_DIRECTIONS_
Go to the line that contains "Target: tile grout line", then write out that line and all that follow to the end of the listing, exactly and without pictures.

_Excerpts from point annotation data_
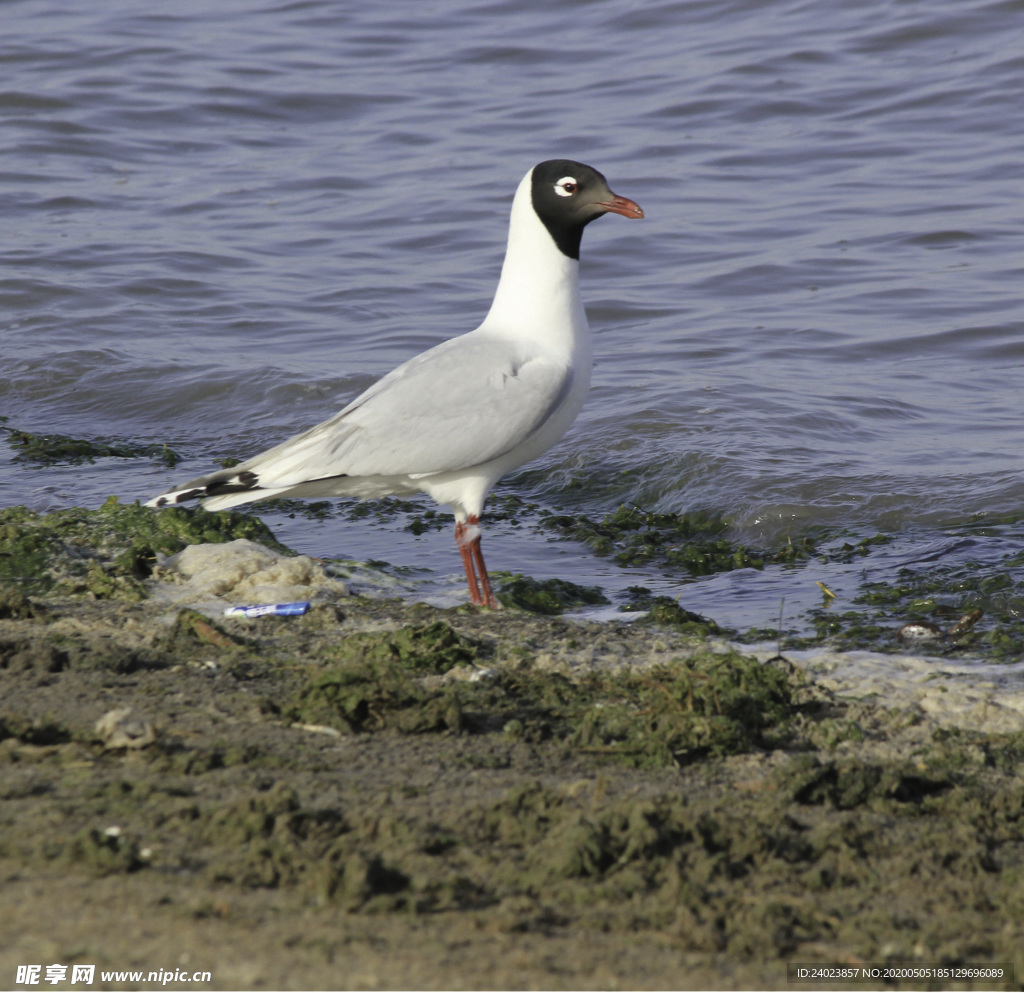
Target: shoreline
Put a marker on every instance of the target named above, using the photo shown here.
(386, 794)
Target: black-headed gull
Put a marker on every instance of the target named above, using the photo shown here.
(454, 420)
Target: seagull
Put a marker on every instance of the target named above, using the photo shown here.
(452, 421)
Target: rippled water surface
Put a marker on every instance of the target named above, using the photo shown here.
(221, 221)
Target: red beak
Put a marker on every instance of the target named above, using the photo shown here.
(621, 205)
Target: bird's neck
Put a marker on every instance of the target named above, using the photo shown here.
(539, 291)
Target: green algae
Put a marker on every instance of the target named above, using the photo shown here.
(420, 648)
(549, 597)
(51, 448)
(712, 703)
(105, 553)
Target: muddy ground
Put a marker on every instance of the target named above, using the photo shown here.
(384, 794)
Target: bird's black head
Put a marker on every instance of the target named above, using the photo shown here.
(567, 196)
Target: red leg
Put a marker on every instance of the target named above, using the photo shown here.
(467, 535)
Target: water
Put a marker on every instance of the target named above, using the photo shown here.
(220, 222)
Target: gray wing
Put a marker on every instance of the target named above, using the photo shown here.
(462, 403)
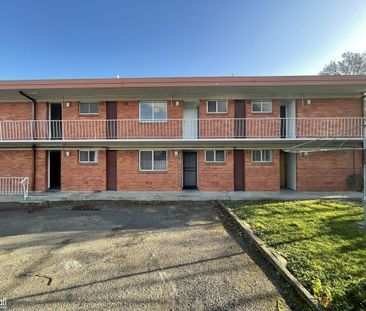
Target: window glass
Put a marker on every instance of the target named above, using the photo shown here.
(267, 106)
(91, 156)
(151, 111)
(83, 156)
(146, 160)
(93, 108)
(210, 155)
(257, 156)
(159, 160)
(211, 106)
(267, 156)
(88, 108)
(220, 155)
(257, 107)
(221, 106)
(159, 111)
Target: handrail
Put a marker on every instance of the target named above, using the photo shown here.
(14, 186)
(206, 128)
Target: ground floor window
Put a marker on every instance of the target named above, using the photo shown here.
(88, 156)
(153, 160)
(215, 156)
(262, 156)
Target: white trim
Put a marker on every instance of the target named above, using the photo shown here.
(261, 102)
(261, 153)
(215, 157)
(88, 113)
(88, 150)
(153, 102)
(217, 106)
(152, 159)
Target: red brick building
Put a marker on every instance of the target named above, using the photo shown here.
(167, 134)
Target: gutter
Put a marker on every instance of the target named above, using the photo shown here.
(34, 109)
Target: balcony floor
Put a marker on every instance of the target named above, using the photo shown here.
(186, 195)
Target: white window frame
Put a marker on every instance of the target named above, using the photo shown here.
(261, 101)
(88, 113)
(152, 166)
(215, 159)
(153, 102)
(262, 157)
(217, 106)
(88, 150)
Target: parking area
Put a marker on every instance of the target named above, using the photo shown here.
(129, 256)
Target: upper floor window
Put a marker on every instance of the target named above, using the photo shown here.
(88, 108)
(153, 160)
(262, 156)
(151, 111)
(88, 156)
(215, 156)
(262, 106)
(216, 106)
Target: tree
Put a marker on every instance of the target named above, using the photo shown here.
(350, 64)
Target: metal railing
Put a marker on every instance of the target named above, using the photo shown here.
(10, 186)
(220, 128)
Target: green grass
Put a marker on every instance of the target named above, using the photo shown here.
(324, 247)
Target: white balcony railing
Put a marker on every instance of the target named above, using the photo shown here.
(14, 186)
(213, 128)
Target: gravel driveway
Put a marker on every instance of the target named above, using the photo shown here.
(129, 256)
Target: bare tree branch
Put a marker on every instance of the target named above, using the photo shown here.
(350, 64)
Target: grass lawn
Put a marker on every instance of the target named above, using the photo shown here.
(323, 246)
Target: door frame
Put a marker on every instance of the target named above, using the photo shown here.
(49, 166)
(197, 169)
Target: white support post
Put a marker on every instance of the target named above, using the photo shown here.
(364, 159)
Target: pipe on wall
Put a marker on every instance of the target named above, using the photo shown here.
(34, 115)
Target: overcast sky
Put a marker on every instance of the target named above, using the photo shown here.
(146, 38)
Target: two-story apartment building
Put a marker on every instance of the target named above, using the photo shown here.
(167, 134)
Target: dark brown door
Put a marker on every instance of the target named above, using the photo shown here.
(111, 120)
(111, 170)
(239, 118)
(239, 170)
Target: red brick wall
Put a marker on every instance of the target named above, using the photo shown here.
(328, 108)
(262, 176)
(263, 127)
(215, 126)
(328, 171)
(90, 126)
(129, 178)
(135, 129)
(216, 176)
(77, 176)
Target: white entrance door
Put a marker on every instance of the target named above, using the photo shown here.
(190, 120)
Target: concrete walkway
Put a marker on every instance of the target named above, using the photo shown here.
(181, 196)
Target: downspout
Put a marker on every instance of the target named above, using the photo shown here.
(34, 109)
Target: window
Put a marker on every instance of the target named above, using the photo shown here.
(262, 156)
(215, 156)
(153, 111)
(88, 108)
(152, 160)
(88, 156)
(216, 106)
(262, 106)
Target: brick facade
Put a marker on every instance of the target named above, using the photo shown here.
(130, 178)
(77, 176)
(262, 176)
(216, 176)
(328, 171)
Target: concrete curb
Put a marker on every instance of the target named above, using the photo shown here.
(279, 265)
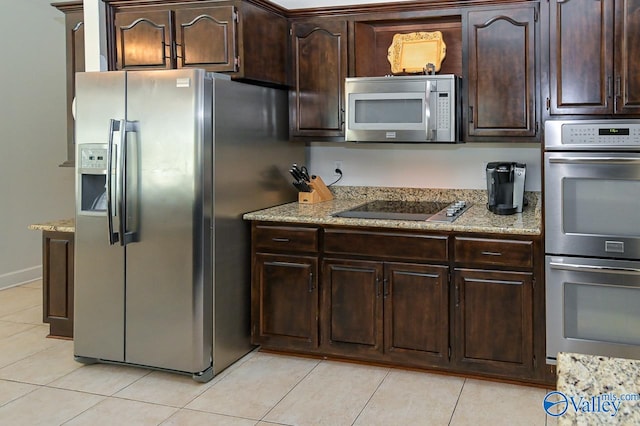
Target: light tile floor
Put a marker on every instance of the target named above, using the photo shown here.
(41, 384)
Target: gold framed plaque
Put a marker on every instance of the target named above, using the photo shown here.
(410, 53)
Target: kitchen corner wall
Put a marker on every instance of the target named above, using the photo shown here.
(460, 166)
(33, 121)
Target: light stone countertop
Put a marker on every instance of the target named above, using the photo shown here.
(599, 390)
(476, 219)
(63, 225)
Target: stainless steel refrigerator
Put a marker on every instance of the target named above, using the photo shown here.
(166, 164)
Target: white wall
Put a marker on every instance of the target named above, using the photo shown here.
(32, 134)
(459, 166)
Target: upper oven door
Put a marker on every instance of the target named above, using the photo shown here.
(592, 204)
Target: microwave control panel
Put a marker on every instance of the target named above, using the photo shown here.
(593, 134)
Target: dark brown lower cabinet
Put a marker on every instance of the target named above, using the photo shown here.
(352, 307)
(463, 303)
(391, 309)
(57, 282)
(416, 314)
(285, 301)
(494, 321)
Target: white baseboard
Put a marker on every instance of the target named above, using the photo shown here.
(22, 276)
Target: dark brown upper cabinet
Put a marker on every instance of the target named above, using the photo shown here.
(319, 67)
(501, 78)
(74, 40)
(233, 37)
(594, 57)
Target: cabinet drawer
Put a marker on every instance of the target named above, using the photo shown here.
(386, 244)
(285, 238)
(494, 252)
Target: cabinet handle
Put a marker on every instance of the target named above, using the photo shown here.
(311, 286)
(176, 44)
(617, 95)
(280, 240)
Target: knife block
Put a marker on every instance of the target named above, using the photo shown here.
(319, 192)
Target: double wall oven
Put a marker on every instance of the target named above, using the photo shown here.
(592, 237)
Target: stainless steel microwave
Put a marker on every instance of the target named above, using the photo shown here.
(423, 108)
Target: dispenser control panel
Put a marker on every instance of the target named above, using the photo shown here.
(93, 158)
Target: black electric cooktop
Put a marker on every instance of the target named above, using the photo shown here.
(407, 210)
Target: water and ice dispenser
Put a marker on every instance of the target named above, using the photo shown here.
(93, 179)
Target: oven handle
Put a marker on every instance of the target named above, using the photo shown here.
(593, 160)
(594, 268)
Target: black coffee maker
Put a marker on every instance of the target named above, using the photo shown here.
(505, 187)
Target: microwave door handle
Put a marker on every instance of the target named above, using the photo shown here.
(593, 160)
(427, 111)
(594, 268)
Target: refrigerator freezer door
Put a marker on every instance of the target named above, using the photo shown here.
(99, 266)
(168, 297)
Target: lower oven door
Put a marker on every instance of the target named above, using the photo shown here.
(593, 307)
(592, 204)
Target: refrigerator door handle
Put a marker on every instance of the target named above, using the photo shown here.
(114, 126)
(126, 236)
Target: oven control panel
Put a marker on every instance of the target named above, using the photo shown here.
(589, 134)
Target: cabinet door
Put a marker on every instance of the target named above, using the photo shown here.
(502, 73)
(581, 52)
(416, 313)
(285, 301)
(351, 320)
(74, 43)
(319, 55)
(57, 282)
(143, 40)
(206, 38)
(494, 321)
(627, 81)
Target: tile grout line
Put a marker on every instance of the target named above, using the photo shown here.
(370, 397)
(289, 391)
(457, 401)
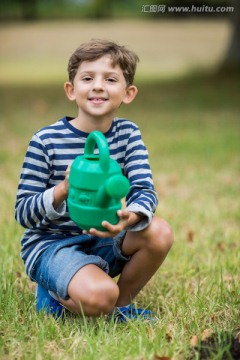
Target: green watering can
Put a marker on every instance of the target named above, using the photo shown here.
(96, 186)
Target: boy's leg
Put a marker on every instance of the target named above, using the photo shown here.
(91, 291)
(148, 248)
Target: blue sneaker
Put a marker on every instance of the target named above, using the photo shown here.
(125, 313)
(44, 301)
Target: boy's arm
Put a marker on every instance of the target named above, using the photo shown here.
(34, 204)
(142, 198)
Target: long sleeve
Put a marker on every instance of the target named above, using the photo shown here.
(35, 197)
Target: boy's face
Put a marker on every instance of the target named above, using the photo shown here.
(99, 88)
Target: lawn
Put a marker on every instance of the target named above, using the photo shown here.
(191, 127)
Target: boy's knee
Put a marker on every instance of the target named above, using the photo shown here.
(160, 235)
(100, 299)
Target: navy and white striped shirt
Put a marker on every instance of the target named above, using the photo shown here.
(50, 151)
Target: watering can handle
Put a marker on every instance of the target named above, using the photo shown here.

_FINISHED TASK_
Target: tile grout line
Put a marker on every instance of the target named above, using the photo shown here.
(370, 397)
(289, 391)
(457, 401)
Target: green watering can
Put a marker on every instance of the target named above, using the photo shown here.
(96, 186)
Target: boy's leg
Put a marker on every instance of the target named above, using the photo shown here.
(91, 291)
(148, 248)
Target: blue sneaker
Put a marker on every instance of the target named above, using the photo shown here.
(125, 313)
(44, 301)
Target: boy's arm
Put a marker on every instance of the target named above, using the photo shown here.
(34, 204)
(142, 198)
Target: long sleeve
Put a marker on every instance of the target named above, using the photo shown here.
(35, 197)
Target: boy's face
Put a marker on every instance of the target named above, using the photo shown here.
(99, 88)
Target: lawn
Put a marker on every instance of the target named above, using the photo shown here.
(191, 127)
Target: boy's knee
Put a marker on every instance of the target named above, using the photo shown here.
(160, 235)
(100, 299)
Target: navy and white striped shirt
Put a marker on every instance of the target named above, using the photo shown here.
(50, 151)
Target: watering can handle
Put a marker on every instance of the target named above, using the photo shown here.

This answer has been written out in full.